>> BEGIN

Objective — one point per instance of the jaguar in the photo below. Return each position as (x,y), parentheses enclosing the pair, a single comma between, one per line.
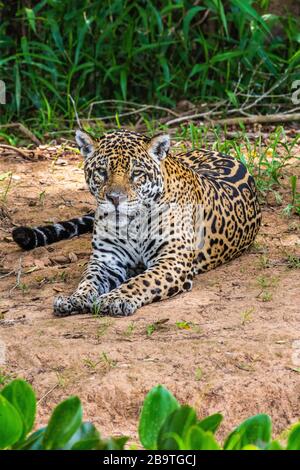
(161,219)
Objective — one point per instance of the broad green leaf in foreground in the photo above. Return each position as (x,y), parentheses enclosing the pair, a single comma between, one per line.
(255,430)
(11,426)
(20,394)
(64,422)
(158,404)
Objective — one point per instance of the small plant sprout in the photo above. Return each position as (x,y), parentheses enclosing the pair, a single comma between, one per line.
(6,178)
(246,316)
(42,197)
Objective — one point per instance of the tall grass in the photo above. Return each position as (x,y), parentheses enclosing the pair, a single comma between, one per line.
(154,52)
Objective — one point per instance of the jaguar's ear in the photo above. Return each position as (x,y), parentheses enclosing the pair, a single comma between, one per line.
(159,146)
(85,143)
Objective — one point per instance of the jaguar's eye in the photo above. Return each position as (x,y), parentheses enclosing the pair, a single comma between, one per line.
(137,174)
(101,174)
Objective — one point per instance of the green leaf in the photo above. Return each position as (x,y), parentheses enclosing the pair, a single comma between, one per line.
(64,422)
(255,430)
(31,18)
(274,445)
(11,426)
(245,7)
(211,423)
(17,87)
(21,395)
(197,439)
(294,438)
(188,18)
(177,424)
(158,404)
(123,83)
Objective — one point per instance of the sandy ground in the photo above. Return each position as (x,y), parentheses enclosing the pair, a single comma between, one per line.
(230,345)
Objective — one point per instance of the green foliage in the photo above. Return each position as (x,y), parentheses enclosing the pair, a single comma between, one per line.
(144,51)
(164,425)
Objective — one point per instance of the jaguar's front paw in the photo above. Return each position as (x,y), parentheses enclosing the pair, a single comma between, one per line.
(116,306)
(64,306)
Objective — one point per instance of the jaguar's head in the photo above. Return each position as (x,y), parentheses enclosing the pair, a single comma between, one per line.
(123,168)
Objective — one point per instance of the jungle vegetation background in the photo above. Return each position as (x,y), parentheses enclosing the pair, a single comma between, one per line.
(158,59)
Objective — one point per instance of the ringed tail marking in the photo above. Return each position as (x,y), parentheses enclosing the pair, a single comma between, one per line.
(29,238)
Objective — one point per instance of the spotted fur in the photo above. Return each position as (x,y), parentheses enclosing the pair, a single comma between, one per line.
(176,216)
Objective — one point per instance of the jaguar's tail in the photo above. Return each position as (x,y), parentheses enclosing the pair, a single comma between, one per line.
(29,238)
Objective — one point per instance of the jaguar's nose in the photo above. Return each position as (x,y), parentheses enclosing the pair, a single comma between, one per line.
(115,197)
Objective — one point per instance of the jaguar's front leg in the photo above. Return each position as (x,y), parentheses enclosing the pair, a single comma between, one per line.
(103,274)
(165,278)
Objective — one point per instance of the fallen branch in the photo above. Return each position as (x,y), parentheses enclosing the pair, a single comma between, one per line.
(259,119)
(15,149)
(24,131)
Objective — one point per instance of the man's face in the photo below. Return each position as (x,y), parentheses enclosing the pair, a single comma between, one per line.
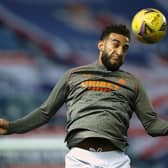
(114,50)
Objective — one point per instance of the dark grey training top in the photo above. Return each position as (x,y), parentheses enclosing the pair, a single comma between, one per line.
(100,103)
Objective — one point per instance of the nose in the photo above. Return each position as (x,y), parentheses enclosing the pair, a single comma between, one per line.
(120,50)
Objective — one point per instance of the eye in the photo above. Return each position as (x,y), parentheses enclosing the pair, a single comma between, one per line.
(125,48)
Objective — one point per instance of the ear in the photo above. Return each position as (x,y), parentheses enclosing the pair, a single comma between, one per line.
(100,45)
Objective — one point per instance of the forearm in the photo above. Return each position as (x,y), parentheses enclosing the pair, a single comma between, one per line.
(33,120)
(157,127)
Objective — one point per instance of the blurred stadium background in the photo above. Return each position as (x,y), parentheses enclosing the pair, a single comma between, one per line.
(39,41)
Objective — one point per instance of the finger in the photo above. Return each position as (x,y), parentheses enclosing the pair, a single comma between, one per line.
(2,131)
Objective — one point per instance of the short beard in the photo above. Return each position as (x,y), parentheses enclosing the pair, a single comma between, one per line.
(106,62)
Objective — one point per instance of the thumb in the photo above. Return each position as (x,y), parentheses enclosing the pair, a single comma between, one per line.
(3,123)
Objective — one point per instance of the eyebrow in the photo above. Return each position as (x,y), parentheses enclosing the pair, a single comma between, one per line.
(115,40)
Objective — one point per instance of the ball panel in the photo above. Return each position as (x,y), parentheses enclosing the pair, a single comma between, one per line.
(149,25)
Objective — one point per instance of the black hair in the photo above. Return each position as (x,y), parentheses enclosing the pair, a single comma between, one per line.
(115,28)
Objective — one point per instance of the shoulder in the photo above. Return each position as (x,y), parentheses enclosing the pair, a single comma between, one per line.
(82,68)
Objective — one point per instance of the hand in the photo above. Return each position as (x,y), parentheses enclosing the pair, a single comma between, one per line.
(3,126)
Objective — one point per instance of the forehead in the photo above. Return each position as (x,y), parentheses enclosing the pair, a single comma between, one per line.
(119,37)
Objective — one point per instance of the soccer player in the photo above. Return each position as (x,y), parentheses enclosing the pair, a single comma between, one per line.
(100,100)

>> END

| WHAT IS ASKED |
Reproduce every entry exactly, but omit each picture.

| SOLUTION BELOW |
Objective — one point per instance of the jaguar in the photo below. Return each position as (x,y), parentheses enclosing the pair, a single comma between, one per line.
(161,219)
Objective — one point per instance of the broad green leaf in foreground in the photo above. Return each position as (x,y), parentheses enclosing the pair, a single comma between, one per line.
(255,430)
(11,426)
(20,394)
(64,422)
(158,404)
Objective — one point per instance of the small plant sprout in the photo above. Return each position as (x,y), parentheses enclosing the pair, a single comma between, one per line.
(6,178)
(246,316)
(42,197)
Objective — one point per instance of the tall grass in the photo above. Return each position as (x,y), parentheses enclosing the pair, a single comma between, one per line.
(154,52)
Objective — one point per instance of the jaguar's ear in the photo above. Return each position as (x,y), parentheses enclosing the pair, a single comma between, one per line.
(159,146)
(85,143)
Objective — one point per instance of the jaguar's eye in the photo above. Return each position as (x,y), parentheses enclosing the pair, a single comma between, one per line.
(137,174)
(101,174)
Objective — one point per instance of the green leaf in the photo above. Return each position as (x,y), parentheses enclosing the pair, a single comma between, one per line.
(64,422)
(255,430)
(31,18)
(274,445)
(11,426)
(245,7)
(211,423)
(17,87)
(21,395)
(197,439)
(294,438)
(188,18)
(177,424)
(158,404)
(123,83)
Objective — one point per instance of the sandy ground in the photo above. Return each position as (x,y), parentheses enclosing the pair, a single comma between, one per line.
(230,345)
Objective — one point per instance of the green foliage in the photo above. Return each position as (x,y), parentheses enclosing the pair, a single comma between, one per line.
(144,51)
(164,425)
Objective — one point per instance of the jaguar's front paw in the photo above. Return each position as (x,y), parentheses enclosing the pair, a single comma between, one per line.
(116,306)
(64,306)
Objective — one point per instance of the jaguar's head in the photo above. Return each position as (x,y), parentheses enclosing the pair, a single comma between, one per line.
(123,168)
Objective — one point per instance of the jungle vegetation background in the photo above. Return each position as (x,y), parentheses enclosing the pair, a single comma between, one per line.
(158,59)
Objective — one point per instance of the ringed tail marking in the photo above. Return each position as (x,y), parentheses enclosing the pair, a single comma between, one per line.
(29,238)
Objective — one point per instance of the spotted fur in the photo above. Return each position as (x,y), parentheses enclosing the pair, a single comma between, one per line.
(176,216)
Objective — one point per instance of the jaguar's tail in the photo above. Return each position as (x,y), parentheses enclosing the pair, a single comma between, one per line.
(29,238)
Objective — one point per instance of the jaguar's nose in the photo above. Return each position as (x,y), parentheses enclosing the pair, a single comma between, one per line.
(115,197)
Objective — one point per instance of the jaguar's front leg in the photo above. Return each position as (x,y), parentheses enclosing the pair, a single comma between, one per line.
(103,274)
(165,278)
Objective — one point per instance of the fallen branch in the photo above. Return each position as (x,y), parentheses enclosing the pair, a single comma between, one per line.
(259,119)
(15,149)
(24,131)
Objective — one point per instance of the man's face in the photo below. Return each position as (x,y), parentheses enclosing the pair, a single comma between, one per line.
(114,50)
Objective — one point per instance of the dark grey training top in the photo above. Return each position as (x,y), parentheses enclosing the pair, a single comma between, one per line.
(100,103)
Objective — one point per instance of the nose in the photo above. Return each position as (x,y), parentheses enclosing the pair, a single comma between, one per line.
(120,50)
Objective — one point per instance of the eye in the photo above. Return each position as (x,y), parentheses enclosing the pair, a single comma between, one per line.
(125,48)
Objective — one point per instance of the ear in the photo above. Return each position as (x,y), parentheses enclosing the pair, a single comma between, one per line.
(100,45)
Objective — one point per instance of the forearm in the photo above. Return each position as (x,y), parentheses enclosing the pair, a single comma between, one per line.
(33,120)
(157,127)
Objective — one point per instance of the blurred stadium background in the photo above. Return each position as (x,y), parentheses enclosing the pair, a single comma between, one per line.
(39,41)
Objective — one point per instance of the finger in the photo above. Return each position as (x,y), parentheses enclosing the pair, a single comma between, one per line.
(2,131)
Objective — one point per instance of the short beard in the photo above. Return each position as (x,y), parentheses enclosing the pair, a single comma between, one per line.
(106,62)
Objective — one point per instance of the thumb in the photo above. Return each position as (x,y), parentheses enclosing the pair, a single comma between, one per line.
(3,123)
Objective — one point per instance of the eyebrow in the photo above. Return each position as (x,y), parentheses enclosing the pair, a single comma between, one per line.
(115,40)
Objective — one point per instance of the ball panel in the photo above. Return each position as (x,y), parentheses enclosing the pair, a single comma between, one per line.
(149,25)
Objective — one point per instance of the black hair in the photo above. Return each position as (x,y), parentheses enclosing the pair, a single comma between, one per line.
(115,28)
Objective — one point per instance of the shoulder in the photo above. Return each position as (x,y), parentheses enclosing the pair, a single comma between, one per line.
(82,68)
Objective — one point per instance of the hand in the photo above. Return each position as (x,y), parentheses enclosing the pair, a single comma between, one per line.
(3,126)
Objective — one point per instance of the forehead in the photo above. Return each position as (x,y), parentheses enclosing the pair, a single comma between, one per line.
(119,37)
Objective — one point per instance of the soccer player in the photo above. Return each position as (x,y), parentheses enclosing the pair, a single comma between, one per line.
(100,100)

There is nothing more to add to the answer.